:: Objective ::
Reproduce the records verbatim, from their first line up to and including the line that contains "top-left (0, 124), bottom-right (42, 154)".
[Start Data in this exercise]
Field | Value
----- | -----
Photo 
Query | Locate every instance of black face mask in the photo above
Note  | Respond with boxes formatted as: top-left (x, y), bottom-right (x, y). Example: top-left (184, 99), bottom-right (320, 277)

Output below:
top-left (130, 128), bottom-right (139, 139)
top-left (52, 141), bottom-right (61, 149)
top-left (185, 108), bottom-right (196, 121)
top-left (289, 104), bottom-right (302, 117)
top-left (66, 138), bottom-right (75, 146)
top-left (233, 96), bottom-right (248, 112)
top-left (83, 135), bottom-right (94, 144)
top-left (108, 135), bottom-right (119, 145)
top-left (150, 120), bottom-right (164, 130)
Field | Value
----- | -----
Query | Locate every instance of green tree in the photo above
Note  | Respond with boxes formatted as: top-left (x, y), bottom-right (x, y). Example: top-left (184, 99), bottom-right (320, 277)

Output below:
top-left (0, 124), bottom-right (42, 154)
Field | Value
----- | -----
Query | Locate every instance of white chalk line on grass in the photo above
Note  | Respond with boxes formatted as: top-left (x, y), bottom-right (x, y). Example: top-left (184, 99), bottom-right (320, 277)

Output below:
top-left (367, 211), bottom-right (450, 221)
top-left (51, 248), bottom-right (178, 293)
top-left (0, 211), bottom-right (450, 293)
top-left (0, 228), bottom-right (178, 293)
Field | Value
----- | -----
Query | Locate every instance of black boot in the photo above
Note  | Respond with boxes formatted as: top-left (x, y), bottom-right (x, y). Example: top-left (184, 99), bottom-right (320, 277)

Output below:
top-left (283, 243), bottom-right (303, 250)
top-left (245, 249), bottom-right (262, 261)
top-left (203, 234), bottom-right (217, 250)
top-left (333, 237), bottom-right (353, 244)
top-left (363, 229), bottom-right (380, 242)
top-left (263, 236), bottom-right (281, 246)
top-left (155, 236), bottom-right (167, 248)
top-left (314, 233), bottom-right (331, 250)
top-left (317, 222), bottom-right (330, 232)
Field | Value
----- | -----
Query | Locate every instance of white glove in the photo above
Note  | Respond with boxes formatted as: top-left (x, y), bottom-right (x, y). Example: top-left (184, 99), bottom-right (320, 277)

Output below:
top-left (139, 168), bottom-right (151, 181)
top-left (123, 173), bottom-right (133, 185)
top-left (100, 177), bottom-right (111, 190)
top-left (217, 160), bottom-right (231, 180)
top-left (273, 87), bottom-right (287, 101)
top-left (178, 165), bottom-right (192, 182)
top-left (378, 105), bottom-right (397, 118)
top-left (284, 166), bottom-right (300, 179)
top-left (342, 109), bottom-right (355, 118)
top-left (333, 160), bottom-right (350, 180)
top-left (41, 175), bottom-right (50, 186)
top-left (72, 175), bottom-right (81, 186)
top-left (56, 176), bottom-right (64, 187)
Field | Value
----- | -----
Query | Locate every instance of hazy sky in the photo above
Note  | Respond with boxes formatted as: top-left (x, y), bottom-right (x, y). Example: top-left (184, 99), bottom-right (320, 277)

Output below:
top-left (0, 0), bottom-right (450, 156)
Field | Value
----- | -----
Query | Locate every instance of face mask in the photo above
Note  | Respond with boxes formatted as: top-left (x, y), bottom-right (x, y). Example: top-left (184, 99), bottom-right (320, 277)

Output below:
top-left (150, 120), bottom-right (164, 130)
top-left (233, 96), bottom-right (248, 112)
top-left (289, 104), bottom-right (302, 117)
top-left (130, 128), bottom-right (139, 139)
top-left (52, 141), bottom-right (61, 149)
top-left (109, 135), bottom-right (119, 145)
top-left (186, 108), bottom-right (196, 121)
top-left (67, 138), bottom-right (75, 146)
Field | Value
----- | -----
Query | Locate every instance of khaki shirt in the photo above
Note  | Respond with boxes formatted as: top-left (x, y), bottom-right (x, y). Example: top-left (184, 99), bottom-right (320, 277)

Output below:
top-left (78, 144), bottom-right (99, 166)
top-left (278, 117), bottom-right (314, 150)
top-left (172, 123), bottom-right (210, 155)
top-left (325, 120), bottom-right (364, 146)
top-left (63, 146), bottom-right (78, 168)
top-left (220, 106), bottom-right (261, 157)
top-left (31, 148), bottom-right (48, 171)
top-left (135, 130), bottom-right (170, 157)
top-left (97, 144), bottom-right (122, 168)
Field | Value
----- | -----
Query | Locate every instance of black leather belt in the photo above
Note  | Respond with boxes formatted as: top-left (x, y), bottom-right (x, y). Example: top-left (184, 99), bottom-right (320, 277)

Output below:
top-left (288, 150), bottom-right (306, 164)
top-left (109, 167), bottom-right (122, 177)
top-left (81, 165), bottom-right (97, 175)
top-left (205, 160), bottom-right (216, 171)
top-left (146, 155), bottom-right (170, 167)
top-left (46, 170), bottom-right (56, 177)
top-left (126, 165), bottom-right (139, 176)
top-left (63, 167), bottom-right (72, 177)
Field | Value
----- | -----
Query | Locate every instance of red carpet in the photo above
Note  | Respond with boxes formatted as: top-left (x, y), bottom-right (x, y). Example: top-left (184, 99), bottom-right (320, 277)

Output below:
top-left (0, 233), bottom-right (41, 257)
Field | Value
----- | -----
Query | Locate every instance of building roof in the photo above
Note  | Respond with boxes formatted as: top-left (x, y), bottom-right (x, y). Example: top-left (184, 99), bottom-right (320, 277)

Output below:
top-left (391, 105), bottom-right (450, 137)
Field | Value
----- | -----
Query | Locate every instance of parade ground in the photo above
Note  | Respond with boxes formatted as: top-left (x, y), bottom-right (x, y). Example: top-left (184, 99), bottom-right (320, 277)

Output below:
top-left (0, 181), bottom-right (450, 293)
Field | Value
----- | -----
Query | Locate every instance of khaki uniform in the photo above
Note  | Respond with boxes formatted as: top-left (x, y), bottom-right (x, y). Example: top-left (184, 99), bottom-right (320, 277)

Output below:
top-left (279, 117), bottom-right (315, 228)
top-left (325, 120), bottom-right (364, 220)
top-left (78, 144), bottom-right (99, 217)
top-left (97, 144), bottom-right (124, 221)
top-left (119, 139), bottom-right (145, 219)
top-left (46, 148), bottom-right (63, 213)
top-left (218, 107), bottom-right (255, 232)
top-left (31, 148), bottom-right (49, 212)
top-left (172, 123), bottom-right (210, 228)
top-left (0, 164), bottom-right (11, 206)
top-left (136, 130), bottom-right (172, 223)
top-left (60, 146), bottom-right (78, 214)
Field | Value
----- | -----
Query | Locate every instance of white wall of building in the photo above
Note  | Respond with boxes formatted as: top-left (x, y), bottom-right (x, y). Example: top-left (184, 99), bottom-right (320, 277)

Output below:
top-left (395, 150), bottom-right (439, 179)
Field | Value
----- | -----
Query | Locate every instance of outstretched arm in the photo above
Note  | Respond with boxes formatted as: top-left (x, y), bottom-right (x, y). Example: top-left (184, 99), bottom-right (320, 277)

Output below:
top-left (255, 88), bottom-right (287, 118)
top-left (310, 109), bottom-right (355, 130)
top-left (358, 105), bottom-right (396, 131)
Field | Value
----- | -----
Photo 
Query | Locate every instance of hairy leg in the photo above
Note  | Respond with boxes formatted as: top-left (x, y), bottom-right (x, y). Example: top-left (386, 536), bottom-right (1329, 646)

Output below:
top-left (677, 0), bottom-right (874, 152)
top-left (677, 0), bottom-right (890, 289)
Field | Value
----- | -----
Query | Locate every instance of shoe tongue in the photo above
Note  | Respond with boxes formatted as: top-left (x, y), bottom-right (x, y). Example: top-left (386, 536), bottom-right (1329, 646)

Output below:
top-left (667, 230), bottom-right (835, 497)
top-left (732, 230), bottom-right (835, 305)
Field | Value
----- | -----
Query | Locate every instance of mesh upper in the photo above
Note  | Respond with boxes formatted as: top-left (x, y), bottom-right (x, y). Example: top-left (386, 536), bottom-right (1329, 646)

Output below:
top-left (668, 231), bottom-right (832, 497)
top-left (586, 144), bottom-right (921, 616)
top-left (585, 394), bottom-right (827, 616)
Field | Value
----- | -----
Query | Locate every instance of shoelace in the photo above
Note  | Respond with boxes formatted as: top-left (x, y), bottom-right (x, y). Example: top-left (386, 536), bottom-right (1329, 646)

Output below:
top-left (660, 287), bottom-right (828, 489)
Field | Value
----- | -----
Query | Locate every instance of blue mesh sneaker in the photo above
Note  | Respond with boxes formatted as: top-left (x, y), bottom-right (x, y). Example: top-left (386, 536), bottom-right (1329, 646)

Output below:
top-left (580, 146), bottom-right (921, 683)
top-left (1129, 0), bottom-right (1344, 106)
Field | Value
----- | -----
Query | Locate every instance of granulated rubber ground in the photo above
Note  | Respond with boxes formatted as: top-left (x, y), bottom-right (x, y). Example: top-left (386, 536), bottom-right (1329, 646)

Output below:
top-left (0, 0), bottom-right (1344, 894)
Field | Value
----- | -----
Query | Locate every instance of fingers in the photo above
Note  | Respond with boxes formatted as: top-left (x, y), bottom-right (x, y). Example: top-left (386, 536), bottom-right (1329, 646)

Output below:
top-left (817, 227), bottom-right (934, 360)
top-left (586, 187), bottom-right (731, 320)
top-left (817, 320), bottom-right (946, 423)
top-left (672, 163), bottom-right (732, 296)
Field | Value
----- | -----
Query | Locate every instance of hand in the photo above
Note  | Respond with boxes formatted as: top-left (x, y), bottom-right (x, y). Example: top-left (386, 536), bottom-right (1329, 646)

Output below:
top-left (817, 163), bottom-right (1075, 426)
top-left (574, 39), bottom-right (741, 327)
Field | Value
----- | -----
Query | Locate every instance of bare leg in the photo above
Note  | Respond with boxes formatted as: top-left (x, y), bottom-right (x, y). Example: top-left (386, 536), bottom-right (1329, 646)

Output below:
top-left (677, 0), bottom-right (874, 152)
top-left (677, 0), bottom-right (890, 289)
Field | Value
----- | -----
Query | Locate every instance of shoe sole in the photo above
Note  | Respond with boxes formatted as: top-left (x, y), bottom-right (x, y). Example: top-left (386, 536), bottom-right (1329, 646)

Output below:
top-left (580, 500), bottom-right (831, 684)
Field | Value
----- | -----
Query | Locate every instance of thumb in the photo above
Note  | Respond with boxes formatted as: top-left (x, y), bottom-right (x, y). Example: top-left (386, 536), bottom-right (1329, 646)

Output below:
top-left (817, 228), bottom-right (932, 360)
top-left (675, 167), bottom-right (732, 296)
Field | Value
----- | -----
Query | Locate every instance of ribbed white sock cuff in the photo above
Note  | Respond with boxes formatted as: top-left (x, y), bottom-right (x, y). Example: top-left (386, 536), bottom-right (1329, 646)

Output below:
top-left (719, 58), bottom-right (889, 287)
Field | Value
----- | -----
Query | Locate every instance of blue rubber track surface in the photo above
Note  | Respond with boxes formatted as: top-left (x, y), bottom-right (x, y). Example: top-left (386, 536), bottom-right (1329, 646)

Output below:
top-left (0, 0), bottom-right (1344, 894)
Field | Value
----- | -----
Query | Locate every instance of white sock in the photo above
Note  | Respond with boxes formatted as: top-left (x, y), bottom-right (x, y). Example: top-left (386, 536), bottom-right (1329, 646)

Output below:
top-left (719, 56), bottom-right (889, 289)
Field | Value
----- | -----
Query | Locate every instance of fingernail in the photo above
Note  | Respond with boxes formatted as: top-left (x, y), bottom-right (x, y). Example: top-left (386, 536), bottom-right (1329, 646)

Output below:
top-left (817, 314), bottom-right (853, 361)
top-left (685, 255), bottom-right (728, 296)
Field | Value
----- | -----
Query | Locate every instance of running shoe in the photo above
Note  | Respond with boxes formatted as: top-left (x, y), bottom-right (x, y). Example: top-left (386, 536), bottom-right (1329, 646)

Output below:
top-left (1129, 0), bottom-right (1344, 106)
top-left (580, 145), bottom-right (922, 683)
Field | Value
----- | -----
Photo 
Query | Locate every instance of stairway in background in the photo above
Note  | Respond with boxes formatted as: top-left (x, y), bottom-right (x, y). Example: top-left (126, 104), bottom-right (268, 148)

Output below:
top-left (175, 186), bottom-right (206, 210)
[End Data in this exercise]
:: Problem solution ::
Field | Value
----- | -----
Photo 
Query | Locate every instance of black face mask in the photo above
Note  | Respond with boxes formatted as: top-left (x, y), bottom-right (x, y). Example: top-left (184, 99), bottom-right (320, 277)

Output below:
top-left (130, 128), bottom-right (139, 139)
top-left (52, 141), bottom-right (61, 149)
top-left (185, 108), bottom-right (196, 121)
top-left (289, 104), bottom-right (302, 117)
top-left (66, 138), bottom-right (75, 146)
top-left (233, 96), bottom-right (248, 112)
top-left (83, 135), bottom-right (94, 144)
top-left (108, 135), bottom-right (119, 145)
top-left (150, 120), bottom-right (164, 130)
Field | Value
----- | -----
Query | Locate every instance of green tree in the photo above
Note  | Respond with boxes formatted as: top-left (x, y), bottom-right (x, y). Example: top-left (184, 99), bottom-right (320, 277)

Output below:
top-left (0, 124), bottom-right (42, 154)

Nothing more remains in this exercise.